## [REQUIRED WORK]
Identify every line below that contains the word "raised" and copy each one out in full.

## [RECORDS]
---------------
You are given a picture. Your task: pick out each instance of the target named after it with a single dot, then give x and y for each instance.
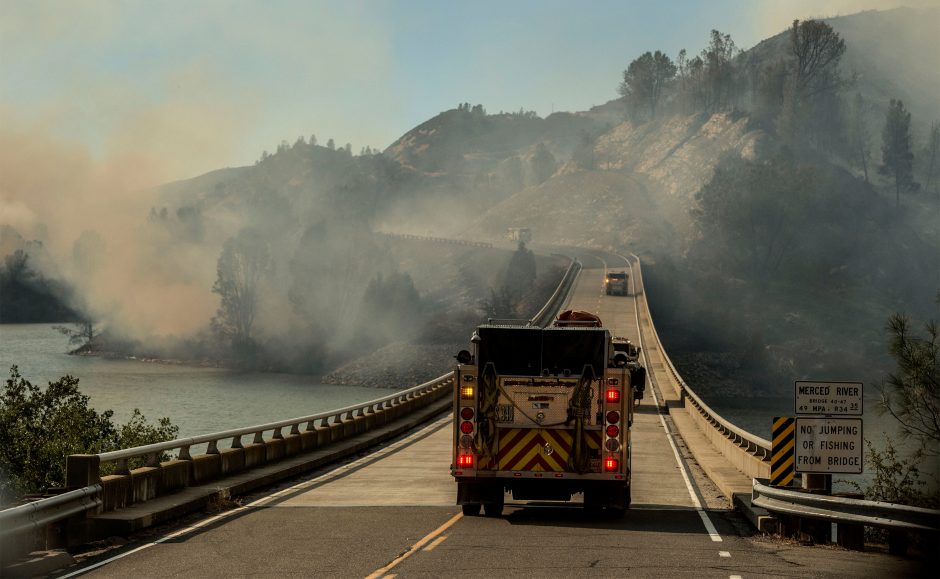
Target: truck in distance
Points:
(616, 283)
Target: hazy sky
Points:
(201, 84)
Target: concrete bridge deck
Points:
(392, 512)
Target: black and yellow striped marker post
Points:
(781, 461)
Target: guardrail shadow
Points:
(647, 518)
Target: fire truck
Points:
(545, 414)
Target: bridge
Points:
(366, 491)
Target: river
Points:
(198, 400)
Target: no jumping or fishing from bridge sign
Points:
(781, 462)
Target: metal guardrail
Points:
(545, 315)
(152, 452)
(750, 443)
(38, 514)
(844, 510)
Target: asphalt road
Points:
(392, 513)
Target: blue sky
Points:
(201, 85)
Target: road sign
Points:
(829, 445)
(828, 398)
(781, 456)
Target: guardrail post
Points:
(309, 438)
(81, 470)
(897, 542)
(292, 442)
(324, 433)
(256, 452)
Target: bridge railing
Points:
(545, 315)
(145, 473)
(748, 452)
(334, 424)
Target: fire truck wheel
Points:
(471, 509)
(493, 509)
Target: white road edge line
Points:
(435, 543)
(336, 472)
(709, 526)
(414, 548)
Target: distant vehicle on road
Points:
(616, 283)
(523, 234)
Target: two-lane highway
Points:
(393, 513)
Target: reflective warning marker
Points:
(781, 461)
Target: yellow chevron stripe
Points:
(782, 452)
(780, 468)
(519, 456)
(781, 436)
(521, 461)
(511, 455)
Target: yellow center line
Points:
(417, 546)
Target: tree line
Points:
(800, 95)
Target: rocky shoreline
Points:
(397, 366)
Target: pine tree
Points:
(896, 156)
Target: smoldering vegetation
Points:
(279, 267)
(800, 249)
(784, 208)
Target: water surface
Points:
(198, 400)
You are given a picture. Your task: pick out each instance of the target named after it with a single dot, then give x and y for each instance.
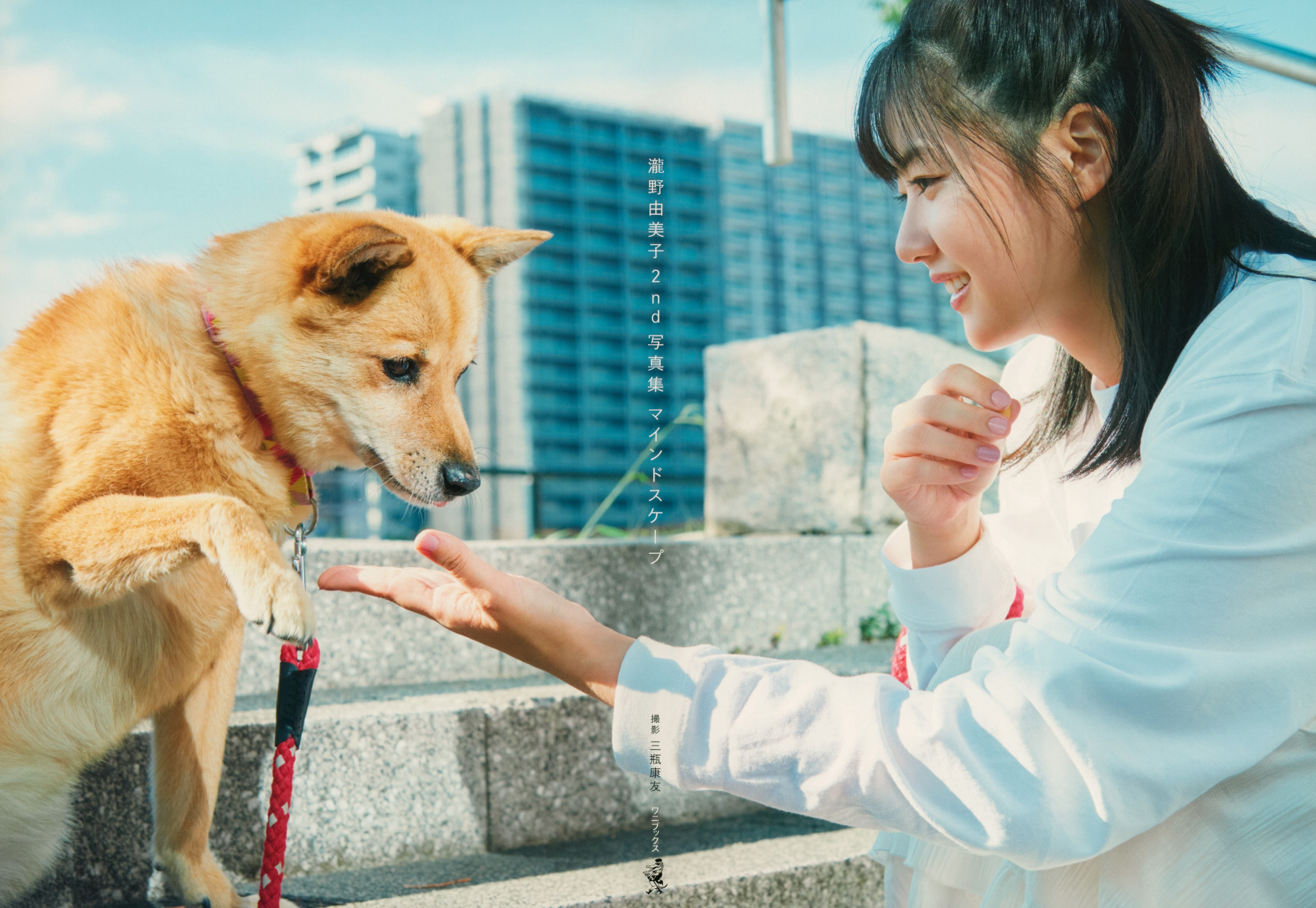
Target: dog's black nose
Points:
(459, 480)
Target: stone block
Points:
(795, 426)
(784, 426)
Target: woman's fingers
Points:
(924, 440)
(410, 587)
(959, 381)
(457, 558)
(913, 472)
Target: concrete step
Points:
(395, 774)
(732, 592)
(761, 860)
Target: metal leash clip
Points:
(301, 533)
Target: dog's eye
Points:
(401, 370)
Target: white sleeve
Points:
(1177, 649)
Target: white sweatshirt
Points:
(1137, 737)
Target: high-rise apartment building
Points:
(558, 404)
(356, 169)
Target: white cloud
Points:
(41, 101)
(67, 224)
(1266, 129)
(33, 283)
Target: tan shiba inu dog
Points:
(141, 509)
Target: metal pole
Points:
(776, 131)
(1271, 58)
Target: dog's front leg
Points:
(187, 754)
(112, 545)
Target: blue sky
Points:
(137, 129)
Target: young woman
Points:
(1144, 735)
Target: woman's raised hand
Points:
(942, 453)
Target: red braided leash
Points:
(296, 668)
(296, 675)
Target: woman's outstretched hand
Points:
(941, 455)
(508, 612)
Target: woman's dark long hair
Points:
(996, 74)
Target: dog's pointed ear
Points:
(487, 249)
(352, 263)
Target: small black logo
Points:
(653, 873)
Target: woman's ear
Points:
(1081, 143)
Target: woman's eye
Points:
(401, 370)
(922, 182)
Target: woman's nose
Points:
(913, 243)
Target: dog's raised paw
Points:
(292, 617)
(274, 600)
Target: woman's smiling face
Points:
(1049, 281)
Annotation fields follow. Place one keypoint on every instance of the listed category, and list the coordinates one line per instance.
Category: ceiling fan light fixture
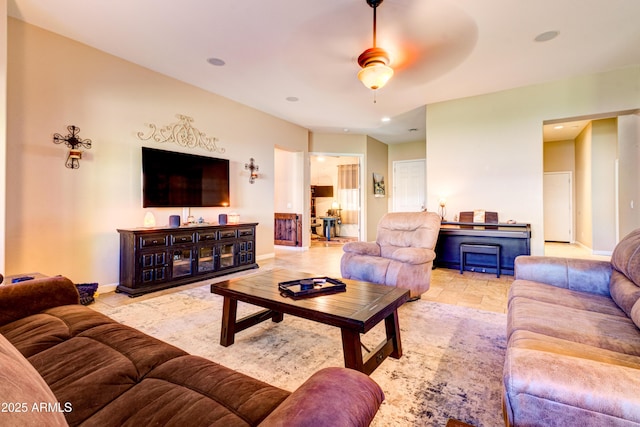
(375, 72)
(375, 76)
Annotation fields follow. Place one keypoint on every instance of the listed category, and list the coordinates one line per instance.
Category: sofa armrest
(576, 274)
(337, 397)
(26, 298)
(413, 255)
(362, 248)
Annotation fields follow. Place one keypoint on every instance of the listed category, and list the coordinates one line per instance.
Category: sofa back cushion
(625, 278)
(408, 229)
(29, 400)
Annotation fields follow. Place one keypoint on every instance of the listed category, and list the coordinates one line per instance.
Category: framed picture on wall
(378, 185)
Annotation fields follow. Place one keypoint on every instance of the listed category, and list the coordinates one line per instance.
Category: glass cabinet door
(182, 263)
(227, 255)
(206, 258)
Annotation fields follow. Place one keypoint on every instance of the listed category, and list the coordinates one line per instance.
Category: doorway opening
(336, 198)
(597, 154)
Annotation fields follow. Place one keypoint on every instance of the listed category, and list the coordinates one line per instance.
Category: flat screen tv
(171, 179)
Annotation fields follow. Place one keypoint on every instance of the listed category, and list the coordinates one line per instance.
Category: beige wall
(493, 143)
(63, 221)
(629, 175)
(604, 146)
(376, 162)
(584, 200)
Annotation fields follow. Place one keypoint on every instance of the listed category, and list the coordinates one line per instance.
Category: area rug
(451, 366)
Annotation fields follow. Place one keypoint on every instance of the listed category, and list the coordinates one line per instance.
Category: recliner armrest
(330, 397)
(362, 248)
(576, 274)
(413, 255)
(31, 297)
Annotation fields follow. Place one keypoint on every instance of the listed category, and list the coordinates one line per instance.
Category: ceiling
(564, 131)
(297, 59)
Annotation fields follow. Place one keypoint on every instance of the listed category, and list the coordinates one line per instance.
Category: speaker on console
(174, 220)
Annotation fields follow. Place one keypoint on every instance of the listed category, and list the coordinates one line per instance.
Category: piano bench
(479, 248)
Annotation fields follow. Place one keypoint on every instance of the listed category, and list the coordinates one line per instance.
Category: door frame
(571, 208)
(424, 195)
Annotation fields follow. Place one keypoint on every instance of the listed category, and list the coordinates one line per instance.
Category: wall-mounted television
(171, 179)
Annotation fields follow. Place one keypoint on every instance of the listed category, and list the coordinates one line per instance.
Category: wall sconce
(251, 166)
(442, 209)
(73, 142)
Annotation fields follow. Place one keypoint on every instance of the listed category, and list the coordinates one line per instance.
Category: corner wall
(63, 221)
(3, 134)
(486, 152)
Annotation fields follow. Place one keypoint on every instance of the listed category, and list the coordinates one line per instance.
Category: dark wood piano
(513, 239)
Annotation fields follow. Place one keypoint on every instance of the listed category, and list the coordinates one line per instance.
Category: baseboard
(265, 256)
(292, 248)
(103, 289)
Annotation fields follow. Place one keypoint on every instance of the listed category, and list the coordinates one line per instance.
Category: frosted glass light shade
(375, 76)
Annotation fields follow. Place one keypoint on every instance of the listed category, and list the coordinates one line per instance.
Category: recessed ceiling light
(216, 61)
(546, 36)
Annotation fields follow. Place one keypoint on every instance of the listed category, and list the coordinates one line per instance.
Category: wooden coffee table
(355, 312)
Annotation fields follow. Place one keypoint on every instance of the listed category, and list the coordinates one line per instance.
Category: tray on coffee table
(311, 287)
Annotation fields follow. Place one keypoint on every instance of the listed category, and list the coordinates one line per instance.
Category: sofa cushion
(21, 387)
(626, 257)
(86, 358)
(572, 324)
(545, 388)
(564, 297)
(33, 334)
(625, 279)
(190, 390)
(366, 268)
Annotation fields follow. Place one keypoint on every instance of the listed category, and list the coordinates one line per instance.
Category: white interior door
(558, 218)
(409, 185)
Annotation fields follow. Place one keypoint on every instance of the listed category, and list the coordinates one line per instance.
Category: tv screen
(171, 179)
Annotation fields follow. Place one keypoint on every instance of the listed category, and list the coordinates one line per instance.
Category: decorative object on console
(251, 166)
(183, 134)
(375, 72)
(149, 219)
(73, 142)
(442, 209)
(174, 221)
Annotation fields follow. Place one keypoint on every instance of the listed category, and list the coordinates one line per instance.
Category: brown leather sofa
(401, 256)
(573, 350)
(62, 363)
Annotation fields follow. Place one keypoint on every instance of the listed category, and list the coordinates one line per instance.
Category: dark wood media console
(157, 258)
(512, 239)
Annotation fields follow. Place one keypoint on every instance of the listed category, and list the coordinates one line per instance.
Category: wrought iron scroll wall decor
(74, 143)
(182, 133)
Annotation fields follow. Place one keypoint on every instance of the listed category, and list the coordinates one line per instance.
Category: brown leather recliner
(401, 256)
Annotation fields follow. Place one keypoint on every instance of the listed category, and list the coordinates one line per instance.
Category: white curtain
(348, 185)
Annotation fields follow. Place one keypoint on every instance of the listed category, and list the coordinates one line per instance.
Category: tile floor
(476, 290)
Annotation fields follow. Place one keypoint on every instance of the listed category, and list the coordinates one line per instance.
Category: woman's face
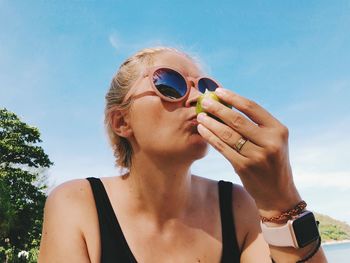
---------------
## [RESULT FOR THIS EXERCISE]
Target: woman's raised hand
Target: dog's raised paw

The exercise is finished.